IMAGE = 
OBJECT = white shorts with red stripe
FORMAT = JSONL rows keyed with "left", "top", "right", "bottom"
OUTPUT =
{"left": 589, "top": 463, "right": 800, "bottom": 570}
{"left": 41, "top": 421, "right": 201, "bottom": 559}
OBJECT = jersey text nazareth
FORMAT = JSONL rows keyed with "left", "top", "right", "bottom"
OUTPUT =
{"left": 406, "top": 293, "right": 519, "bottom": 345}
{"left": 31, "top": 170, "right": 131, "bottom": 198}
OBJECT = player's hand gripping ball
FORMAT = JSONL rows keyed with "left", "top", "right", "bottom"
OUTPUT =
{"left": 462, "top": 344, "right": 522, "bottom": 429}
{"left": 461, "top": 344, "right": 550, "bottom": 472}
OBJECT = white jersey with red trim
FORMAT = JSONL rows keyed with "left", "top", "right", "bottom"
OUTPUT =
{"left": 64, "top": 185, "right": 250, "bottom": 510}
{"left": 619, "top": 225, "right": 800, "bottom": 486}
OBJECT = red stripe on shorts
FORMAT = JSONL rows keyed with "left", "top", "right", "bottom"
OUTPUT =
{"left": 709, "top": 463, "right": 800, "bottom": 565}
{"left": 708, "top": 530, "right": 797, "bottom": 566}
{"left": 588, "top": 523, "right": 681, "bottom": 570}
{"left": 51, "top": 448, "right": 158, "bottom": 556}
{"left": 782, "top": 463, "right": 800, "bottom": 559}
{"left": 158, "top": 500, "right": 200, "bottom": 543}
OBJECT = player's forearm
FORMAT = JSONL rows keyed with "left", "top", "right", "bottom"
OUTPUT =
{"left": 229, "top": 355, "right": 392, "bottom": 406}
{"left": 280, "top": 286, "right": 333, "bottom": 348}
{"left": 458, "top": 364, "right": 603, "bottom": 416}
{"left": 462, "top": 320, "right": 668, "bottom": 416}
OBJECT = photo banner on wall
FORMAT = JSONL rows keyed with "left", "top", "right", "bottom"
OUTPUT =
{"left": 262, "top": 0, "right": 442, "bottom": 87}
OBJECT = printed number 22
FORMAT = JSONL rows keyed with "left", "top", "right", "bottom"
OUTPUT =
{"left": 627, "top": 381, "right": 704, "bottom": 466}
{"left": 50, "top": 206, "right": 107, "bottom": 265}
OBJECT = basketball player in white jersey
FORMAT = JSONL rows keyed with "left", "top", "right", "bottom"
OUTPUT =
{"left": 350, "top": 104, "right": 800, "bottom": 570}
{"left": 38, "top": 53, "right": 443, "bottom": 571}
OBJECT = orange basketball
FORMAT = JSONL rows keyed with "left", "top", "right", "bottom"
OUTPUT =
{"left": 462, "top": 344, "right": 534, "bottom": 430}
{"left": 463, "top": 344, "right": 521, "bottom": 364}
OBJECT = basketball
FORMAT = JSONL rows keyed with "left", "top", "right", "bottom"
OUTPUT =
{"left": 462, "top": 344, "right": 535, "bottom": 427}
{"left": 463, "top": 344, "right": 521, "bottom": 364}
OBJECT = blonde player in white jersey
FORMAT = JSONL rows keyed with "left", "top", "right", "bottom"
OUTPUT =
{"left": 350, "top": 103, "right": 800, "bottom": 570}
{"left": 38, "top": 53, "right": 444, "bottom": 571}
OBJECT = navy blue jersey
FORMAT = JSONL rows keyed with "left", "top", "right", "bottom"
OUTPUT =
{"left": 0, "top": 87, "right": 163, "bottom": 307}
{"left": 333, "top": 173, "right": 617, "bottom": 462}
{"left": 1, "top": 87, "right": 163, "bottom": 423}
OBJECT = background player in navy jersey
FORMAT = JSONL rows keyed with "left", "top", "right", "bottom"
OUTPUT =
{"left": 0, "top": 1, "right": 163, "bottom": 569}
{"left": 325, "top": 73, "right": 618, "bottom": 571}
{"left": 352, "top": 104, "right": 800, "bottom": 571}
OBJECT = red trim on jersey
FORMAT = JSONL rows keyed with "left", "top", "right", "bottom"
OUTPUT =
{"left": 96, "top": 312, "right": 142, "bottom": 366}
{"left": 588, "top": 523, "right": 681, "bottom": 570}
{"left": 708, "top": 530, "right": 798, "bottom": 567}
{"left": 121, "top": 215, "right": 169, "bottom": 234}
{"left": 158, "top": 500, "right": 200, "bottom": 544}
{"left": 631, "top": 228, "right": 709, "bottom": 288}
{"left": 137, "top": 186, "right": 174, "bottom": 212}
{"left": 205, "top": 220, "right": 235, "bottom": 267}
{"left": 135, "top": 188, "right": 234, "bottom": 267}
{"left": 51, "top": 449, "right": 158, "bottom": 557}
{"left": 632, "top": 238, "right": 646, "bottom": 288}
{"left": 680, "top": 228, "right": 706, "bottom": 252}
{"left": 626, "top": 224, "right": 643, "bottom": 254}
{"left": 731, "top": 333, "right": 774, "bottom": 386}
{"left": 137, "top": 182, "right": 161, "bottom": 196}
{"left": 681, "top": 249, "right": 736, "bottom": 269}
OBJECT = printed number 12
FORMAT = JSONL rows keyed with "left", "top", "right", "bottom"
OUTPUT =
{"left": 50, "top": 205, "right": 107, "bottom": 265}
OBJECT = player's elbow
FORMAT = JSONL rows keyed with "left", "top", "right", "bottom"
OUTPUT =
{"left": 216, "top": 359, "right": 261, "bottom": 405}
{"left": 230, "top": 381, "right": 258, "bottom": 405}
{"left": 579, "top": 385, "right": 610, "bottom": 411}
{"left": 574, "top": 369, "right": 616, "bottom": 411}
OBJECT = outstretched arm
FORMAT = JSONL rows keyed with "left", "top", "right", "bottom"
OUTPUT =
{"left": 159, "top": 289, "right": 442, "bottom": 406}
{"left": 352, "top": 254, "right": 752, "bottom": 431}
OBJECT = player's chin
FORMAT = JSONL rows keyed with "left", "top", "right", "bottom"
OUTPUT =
_ _ _ _
▶ [Task instructions]
Write the material out once more, exactly as it reads.

▶ [Output for this exercise]
IMAGE = 
OBJECT = white shorts with red stripe
FORMAT = JSONL rows keyed with "left", "top", "right", "bottom"
OUTPUT =
{"left": 589, "top": 463, "right": 800, "bottom": 570}
{"left": 41, "top": 421, "right": 201, "bottom": 559}
OBJECT = jersey text nazareth
FORMAT = JSONL rows keyed with "left", "top", "right", "bottom"
OUTPUT =
{"left": 406, "top": 293, "right": 519, "bottom": 345}
{"left": 31, "top": 170, "right": 131, "bottom": 198}
OBJECT = player's hand gripping ball
FORMAT = JSONL rows keyed with "left", "top", "right", "bottom"
OUTPUT =
{"left": 462, "top": 344, "right": 522, "bottom": 429}
{"left": 461, "top": 344, "right": 550, "bottom": 472}
OBJECT = white jersey with red trim
FORMAT = JSONL rows keyed with "left", "top", "right", "bottom"
OUTPUT =
{"left": 64, "top": 185, "right": 250, "bottom": 510}
{"left": 619, "top": 225, "right": 800, "bottom": 486}
OBJECT = red stripe on shorts
FORMAT = JSONL rows keyed with "left", "top", "right", "bottom"
OUTPUT =
{"left": 709, "top": 463, "right": 800, "bottom": 565}
{"left": 708, "top": 530, "right": 797, "bottom": 566}
{"left": 588, "top": 523, "right": 681, "bottom": 570}
{"left": 51, "top": 448, "right": 158, "bottom": 556}
{"left": 782, "top": 463, "right": 800, "bottom": 559}
{"left": 158, "top": 500, "right": 200, "bottom": 543}
OBJECT = player's forearm
FORMAT = JSONL rows keyed with "left", "top", "right", "bottom"
OUTPUT =
{"left": 229, "top": 355, "right": 392, "bottom": 406}
{"left": 280, "top": 286, "right": 333, "bottom": 348}
{"left": 458, "top": 364, "right": 603, "bottom": 416}
{"left": 462, "top": 320, "right": 668, "bottom": 416}
OBJECT = photo banner on wall
FORMAT = JSONL rows keyed with "left", "top", "right", "bottom"
OUTPUT =
{"left": 262, "top": 0, "right": 442, "bottom": 87}
OBJECT = printed number 22
FORMAT = JSONL rows keyed with "left", "top", "right", "bottom"
OUTPUT =
{"left": 627, "top": 381, "right": 704, "bottom": 466}
{"left": 50, "top": 206, "right": 107, "bottom": 265}
OBJECT = basketball player in white jersey
FORMAT = JSONL rows keyed with "left", "top", "right", "bottom"
OUTPUT =
{"left": 350, "top": 104, "right": 800, "bottom": 570}
{"left": 38, "top": 53, "right": 443, "bottom": 571}
OBJECT = orange basketball
FORMAT = JSONL rows keyed with "left", "top", "right", "bottom"
OUTPUT =
{"left": 462, "top": 344, "right": 534, "bottom": 430}
{"left": 463, "top": 344, "right": 521, "bottom": 364}
OBJECT = basketball
FORMAT = JSONL rows keyed with "left", "top", "right", "bottom"
OUTPUT =
{"left": 462, "top": 344, "right": 535, "bottom": 427}
{"left": 463, "top": 344, "right": 521, "bottom": 364}
OBJECT = blonde player in white jersey
FORMAT = JSONL rows keyed with "left", "top", "right", "bottom"
OUTPUT =
{"left": 350, "top": 103, "right": 800, "bottom": 570}
{"left": 38, "top": 53, "right": 444, "bottom": 571}
OBJECT = navy blue jersey
FORMAT = JSONL rows keyed with "left", "top", "right", "bottom"
OUTPUT =
{"left": 0, "top": 87, "right": 163, "bottom": 307}
{"left": 333, "top": 173, "right": 617, "bottom": 462}
{"left": 1, "top": 87, "right": 163, "bottom": 423}
OBJECT = background player in navy jersey
FORMAT = JSONL rows keyed with "left", "top", "right", "bottom"
OUTPUT =
{"left": 0, "top": 1, "right": 163, "bottom": 569}
{"left": 325, "top": 73, "right": 618, "bottom": 571}
{"left": 352, "top": 104, "right": 800, "bottom": 571}
OBJECT = red trim on jersey
FORMAT = JSONL rows keyed with "left", "top", "right", "bottom"
OUTPUT =
{"left": 96, "top": 312, "right": 142, "bottom": 366}
{"left": 588, "top": 523, "right": 681, "bottom": 570}
{"left": 708, "top": 530, "right": 798, "bottom": 567}
{"left": 121, "top": 215, "right": 169, "bottom": 234}
{"left": 158, "top": 500, "right": 200, "bottom": 544}
{"left": 631, "top": 228, "right": 709, "bottom": 288}
{"left": 137, "top": 186, "right": 174, "bottom": 212}
{"left": 205, "top": 220, "right": 235, "bottom": 267}
{"left": 135, "top": 188, "right": 234, "bottom": 267}
{"left": 51, "top": 449, "right": 158, "bottom": 557}
{"left": 632, "top": 238, "right": 646, "bottom": 288}
{"left": 680, "top": 228, "right": 706, "bottom": 252}
{"left": 626, "top": 224, "right": 643, "bottom": 254}
{"left": 731, "top": 333, "right": 774, "bottom": 386}
{"left": 137, "top": 182, "right": 161, "bottom": 196}
{"left": 681, "top": 249, "right": 736, "bottom": 269}
OBJECT = printed number 12
FORMAT = JSONL rows keyed with "left", "top", "right", "bottom"
OUTPUT =
{"left": 50, "top": 205, "right": 107, "bottom": 265}
OBJECT = player's elbow
FORMAT = JSONL rows keyed with "left", "top", "right", "bottom"
OUTPUT =
{"left": 216, "top": 359, "right": 261, "bottom": 405}
{"left": 230, "top": 381, "right": 258, "bottom": 405}
{"left": 579, "top": 385, "right": 610, "bottom": 411}
{"left": 574, "top": 369, "right": 616, "bottom": 411}
OBJECT = outstretched arm
FORMAT = JSONL rows keyed with "left", "top", "right", "bottom"
OUTPUT =
{"left": 159, "top": 289, "right": 442, "bottom": 406}
{"left": 352, "top": 254, "right": 752, "bottom": 431}
OBJECT = player's chin
FORMAT = JSONL rows keyed with "left", "top", "right", "bottom"
OUTPUT =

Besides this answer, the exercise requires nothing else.